§ Problem: Can you copy out every row below word for word, leaving the pictures out?

§ Material provided:
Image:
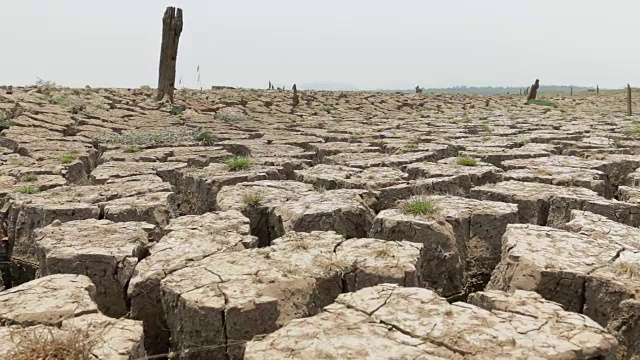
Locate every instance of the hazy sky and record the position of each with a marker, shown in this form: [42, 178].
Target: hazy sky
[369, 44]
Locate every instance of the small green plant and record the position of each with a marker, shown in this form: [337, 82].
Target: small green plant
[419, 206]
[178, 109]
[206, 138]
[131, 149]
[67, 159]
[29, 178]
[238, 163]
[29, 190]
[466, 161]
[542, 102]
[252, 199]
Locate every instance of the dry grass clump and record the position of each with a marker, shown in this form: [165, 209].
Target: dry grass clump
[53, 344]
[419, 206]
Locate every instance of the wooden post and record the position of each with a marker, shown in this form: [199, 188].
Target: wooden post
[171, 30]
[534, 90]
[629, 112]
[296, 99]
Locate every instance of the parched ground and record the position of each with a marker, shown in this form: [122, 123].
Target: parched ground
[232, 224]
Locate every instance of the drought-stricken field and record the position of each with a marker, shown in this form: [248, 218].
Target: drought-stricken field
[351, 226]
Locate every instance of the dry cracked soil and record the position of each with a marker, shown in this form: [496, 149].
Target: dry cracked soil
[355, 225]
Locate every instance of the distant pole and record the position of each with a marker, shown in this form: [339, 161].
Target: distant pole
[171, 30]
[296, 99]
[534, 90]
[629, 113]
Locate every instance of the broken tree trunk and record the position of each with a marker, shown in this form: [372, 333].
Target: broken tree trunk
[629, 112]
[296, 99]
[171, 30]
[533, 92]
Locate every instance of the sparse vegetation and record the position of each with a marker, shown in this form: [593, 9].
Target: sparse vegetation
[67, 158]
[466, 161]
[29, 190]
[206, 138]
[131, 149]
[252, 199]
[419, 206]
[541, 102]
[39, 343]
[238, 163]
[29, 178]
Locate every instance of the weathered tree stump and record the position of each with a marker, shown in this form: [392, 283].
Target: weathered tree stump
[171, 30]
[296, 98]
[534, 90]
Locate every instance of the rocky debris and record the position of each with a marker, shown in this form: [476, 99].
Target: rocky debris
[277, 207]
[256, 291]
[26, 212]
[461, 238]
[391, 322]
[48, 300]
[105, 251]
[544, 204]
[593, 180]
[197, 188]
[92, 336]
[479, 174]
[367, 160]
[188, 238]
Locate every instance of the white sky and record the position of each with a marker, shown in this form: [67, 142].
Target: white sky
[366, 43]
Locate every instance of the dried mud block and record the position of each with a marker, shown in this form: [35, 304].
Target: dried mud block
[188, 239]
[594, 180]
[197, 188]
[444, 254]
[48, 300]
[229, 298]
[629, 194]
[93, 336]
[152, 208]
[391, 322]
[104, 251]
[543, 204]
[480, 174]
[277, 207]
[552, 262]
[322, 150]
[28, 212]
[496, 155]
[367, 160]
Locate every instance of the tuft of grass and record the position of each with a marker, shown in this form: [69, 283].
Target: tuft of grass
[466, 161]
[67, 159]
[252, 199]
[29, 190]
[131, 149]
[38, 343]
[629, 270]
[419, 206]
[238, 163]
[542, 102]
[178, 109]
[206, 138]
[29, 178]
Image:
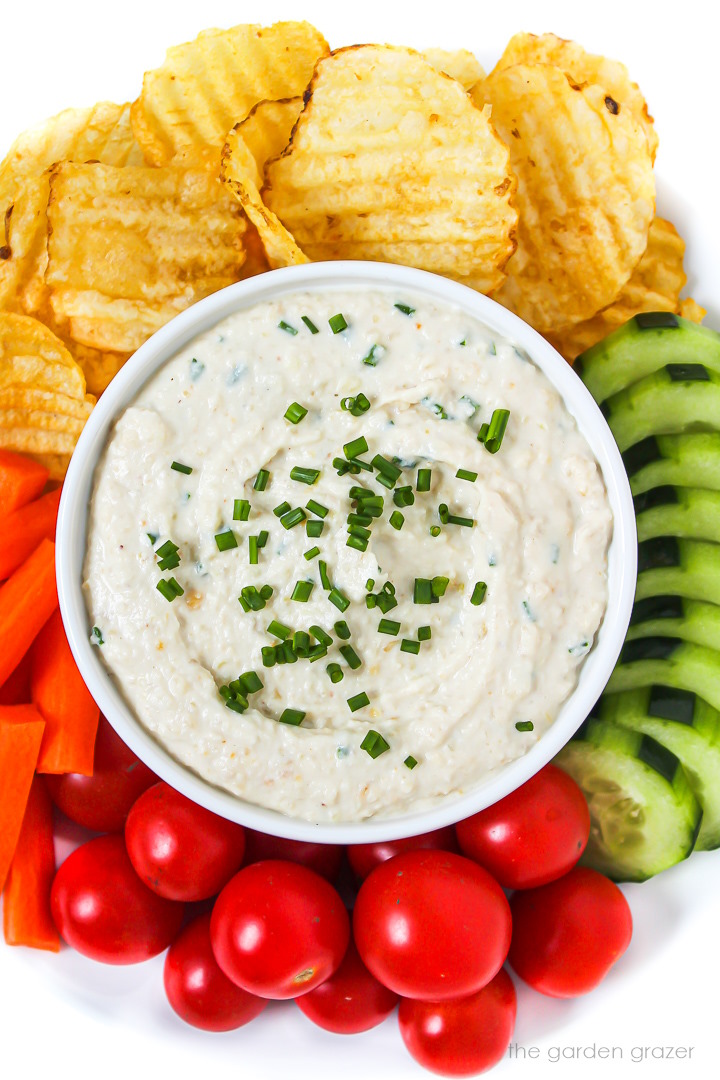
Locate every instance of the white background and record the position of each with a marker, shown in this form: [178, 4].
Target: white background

§ Answer to this task:
Image:
Locate every instance of the hazy sky and record the position of each with a marker, shown in this form: [42, 178].
Target: hazy sky
[369, 44]
Locate every instance of the small green plant and record the position of each with a marker, shown in this form: [337, 82].
Target: small green plant
[419, 206]
[178, 109]
[206, 138]
[131, 149]
[67, 159]
[29, 178]
[238, 163]
[29, 190]
[466, 161]
[542, 102]
[252, 199]
Locate every instance of the dry grass clump and record the position of each with a marker, shown in this form: [165, 209].
Target: dry grass clump
[53, 344]
[419, 206]
Locate every instance of the wooden post and record the position of each with a marker, shown in this form: [199, 188].
Target: wooden post
[171, 30]
[534, 90]
[629, 112]
[296, 99]
Locate every instance of the parched ground and record the position of each with a marker, shown in this form: [122, 123].
Target: parched ground
[232, 224]
Locate every instance of the drought-stricken field and record the position of each with a marker, shown in this form: [248, 218].
Target: drought-stricken field
[351, 226]
Locate every instance of the dry cracked soil and record the position of each with a marker, shown in this form: [496, 149].
Target: dry cracked soil
[355, 225]
Locate every instance of the distant pole and record the position of each with a marker, shown in this form: [339, 161].
Target: distant pole
[171, 30]
[296, 99]
[534, 90]
[629, 113]
Locate every instance of the broken tree trunk and record the position of each with a marker, shown in this form: [372, 333].
Target: broken tree trunk
[629, 112]
[296, 99]
[171, 30]
[533, 92]
Locate every instance of the sparse vegetation and record the position of each with a marker, shown in this form: [593, 9].
Target: sparse vegetation
[67, 158]
[466, 161]
[29, 190]
[206, 138]
[131, 149]
[252, 199]
[419, 206]
[541, 102]
[39, 343]
[238, 163]
[29, 178]
Locate every instance of the weathered tree stump and record the position of each with a marker, shown in this form: [392, 283].
Target: weathered tree stump
[171, 30]
[296, 98]
[534, 90]
Locate every instance of the rocky debris and record the position of each with a marker, shown in this form: [476, 99].
Target: rocky debris
[277, 207]
[256, 291]
[26, 212]
[461, 238]
[391, 322]
[48, 300]
[105, 251]
[544, 204]
[593, 180]
[197, 188]
[92, 336]
[479, 174]
[367, 160]
[188, 238]
Locate every instance of the white sky and record the position of each with a marker, shown in this form: [67, 142].
Target: white sky
[366, 43]
Locate every instance of the dried mud block and record the position of each with a marker, shown in this form: [35, 304].
Target: dried mud block
[188, 239]
[594, 180]
[197, 188]
[444, 254]
[48, 300]
[229, 298]
[629, 194]
[93, 336]
[152, 208]
[391, 322]
[104, 251]
[543, 204]
[480, 174]
[277, 207]
[552, 262]
[322, 150]
[28, 212]
[496, 155]
[367, 160]
Locate every instance of the tuft of grass and record the position of each with a marker, shown in this form: [69, 283].
Target: tuft of grass
[466, 161]
[67, 159]
[252, 199]
[29, 190]
[131, 149]
[38, 343]
[629, 270]
[419, 206]
[238, 163]
[542, 102]
[178, 109]
[206, 138]
[29, 178]
Image:
Locate every instance of the white background and record the position of each with a marker, shown in this form: [178, 4].
Target: white background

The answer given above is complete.